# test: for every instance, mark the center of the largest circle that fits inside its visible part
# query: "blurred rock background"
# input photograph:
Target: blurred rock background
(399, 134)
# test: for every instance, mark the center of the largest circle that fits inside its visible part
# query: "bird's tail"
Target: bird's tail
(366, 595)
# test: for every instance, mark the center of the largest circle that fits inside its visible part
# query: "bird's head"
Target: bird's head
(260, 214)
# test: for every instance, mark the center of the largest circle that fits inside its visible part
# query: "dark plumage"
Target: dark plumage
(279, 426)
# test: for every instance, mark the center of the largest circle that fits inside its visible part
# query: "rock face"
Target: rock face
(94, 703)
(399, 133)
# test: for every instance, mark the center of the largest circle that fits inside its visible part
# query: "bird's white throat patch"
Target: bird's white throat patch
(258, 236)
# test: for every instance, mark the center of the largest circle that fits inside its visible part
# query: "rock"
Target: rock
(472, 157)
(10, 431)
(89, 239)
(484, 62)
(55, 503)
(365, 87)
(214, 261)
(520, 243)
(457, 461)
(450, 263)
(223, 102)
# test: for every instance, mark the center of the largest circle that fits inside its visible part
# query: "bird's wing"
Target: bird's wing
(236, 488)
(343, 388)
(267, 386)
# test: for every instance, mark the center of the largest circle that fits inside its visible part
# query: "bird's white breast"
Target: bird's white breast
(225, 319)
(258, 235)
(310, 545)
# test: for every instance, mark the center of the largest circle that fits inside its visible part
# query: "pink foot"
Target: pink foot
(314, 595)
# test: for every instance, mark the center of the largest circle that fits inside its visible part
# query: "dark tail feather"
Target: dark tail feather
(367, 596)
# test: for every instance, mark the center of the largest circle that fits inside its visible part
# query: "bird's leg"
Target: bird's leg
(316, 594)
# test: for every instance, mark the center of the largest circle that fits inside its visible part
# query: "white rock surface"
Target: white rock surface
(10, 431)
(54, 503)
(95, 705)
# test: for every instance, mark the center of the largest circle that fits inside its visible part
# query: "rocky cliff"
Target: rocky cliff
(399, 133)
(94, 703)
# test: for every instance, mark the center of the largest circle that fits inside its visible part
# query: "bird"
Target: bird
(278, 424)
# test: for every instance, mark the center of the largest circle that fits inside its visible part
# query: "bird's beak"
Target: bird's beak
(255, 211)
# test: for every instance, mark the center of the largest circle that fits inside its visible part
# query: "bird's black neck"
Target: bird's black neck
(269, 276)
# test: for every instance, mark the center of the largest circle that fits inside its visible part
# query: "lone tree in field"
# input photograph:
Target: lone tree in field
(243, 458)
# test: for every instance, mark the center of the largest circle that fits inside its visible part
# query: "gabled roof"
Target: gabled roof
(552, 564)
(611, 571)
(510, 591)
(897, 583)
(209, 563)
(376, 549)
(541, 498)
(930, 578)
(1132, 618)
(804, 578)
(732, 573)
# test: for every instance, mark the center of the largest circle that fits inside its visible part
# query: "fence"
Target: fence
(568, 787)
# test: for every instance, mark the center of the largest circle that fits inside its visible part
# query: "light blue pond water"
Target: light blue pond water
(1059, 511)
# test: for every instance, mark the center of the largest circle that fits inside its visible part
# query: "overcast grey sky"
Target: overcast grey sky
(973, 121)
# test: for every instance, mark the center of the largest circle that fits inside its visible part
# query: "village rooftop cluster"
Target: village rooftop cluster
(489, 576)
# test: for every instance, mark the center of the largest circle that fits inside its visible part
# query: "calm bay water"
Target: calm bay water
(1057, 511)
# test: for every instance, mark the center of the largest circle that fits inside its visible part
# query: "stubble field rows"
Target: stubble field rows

* **What to do**
Nothing may be left out: return each entry exactly as it reads.

* **Written reply**
# test: for every instance, mark the center of the largest circle that fits inside its visible part
# query: "blurred rock background"
# input photograph:
Target: blurred rock background
(399, 134)
# test: for every instance, mark the center of the largest circle that fits inside its visible part
# query: "bird's tail"
Target: bird's tail
(366, 595)
# test: for every instance, mark the center of the largest circle that fits inside its visible part
# query: "bird's head"
Target: bird's head
(260, 214)
# test: for every instance, mark the center of the largest circle that fits inside its visible part
# query: "dark plumage"
Target: dark plumage
(279, 426)
# test: for every instance, mark the center of the largest circle that fits inside its visible part
# query: "rock face"
Target: rock face
(94, 703)
(399, 133)
# test: for every instance, mark the center of the largest circle that fits inside its visible part
# query: "bird's white throat patch"
Target: bird's white throat patch
(258, 236)
# test: for every instance, mark the center of the largest circle that fits inside its visible part
# query: "rock"
Target: rock
(472, 157)
(10, 431)
(89, 239)
(484, 62)
(55, 503)
(365, 87)
(214, 261)
(520, 243)
(457, 461)
(450, 263)
(223, 102)
# test: for every instance, mark the center of the largest circle that fits inside its visible part
# query: "bird's wing"
Target: bird's wing
(236, 488)
(343, 388)
(267, 386)
# test: for every instance, mark the center of the largest circle that fits inside its visible part
# query: "bird's white breast"
Target: bird's white breast
(225, 319)
(258, 235)
(310, 545)
# test: for every instance, mark the center of the largest circle that fits inside its visible part
# query: "pink foot"
Target: pink foot
(314, 595)
# test: for every instance, mark the center of the largest circle that fits inside its visible part
# query: "dark tail feather"
Target: dark tail feather
(367, 596)
# test: for every instance, mark the center of the largest circle that fits inside its visible part
# query: "bird's leg"
Target: bird's leg
(316, 594)
# test: for every instance, mark the center of the largest circle that fits inside its visible part
# query: "white rock surface"
Target: white rock surface
(10, 431)
(54, 503)
(95, 705)
# test: for every instance, mark the center of the largest circle that fits inside its visible part
# query: "rocky cliff"
Target: rocky cliff
(399, 133)
(94, 703)
# test: for every instance, mark the center of the largest circle that fits inside its visible part
# query: "bird"
Target: bird
(278, 424)
# test: for every instance, mark the center of the largest circle that fits inside its visible part
# query: "bird's beak"
Target: bird's beak
(255, 211)
# test: for every instance, mark the center of the largest circle that fits inside its visible part
# query: "bird's black neck"
Target: bird's black neck
(269, 276)
# test: for every instance, mark the center of the largest circle that fits inside its visible part
# query: "lone tree in field"
# input photograph:
Target: lone tree in field
(243, 458)
# test: for every instance, mark the center of the largest circle that fits inside its visible part
# query: "gabled roof"
Target: gabled roof
(552, 564)
(611, 571)
(510, 591)
(897, 583)
(209, 563)
(376, 549)
(541, 498)
(930, 578)
(1132, 618)
(804, 578)
(732, 573)
# test: for every instance, mark the center of the largest circle that fits inside its visible part
# query: "fence"
Target: fence
(568, 787)
# test: for every instance, mark the center of the largest circle that fits inside its visible part
# query: "light blue pond water"
Target: light blue pond water
(1059, 511)
# test: for every instance, mark the center of the largest circle that fits inside its visible part
# query: "overcast grey sky"
Target: overcast grey sky
(973, 121)
# test: for every instance, mark the center of the largest circle that fits inside its visible part
# query: "village rooftop cluster"
Target: village rooftop cluster
(489, 576)
# test: for every instance, mark the center of the largest circle that fits inside its visible part
# query: "calm bay water"
Target: calm bay water
(1057, 511)
# test: for every instance, mark the center of the largest circle that fits inside its visible part
# query: "stubble field rows"
Target: stubble field rows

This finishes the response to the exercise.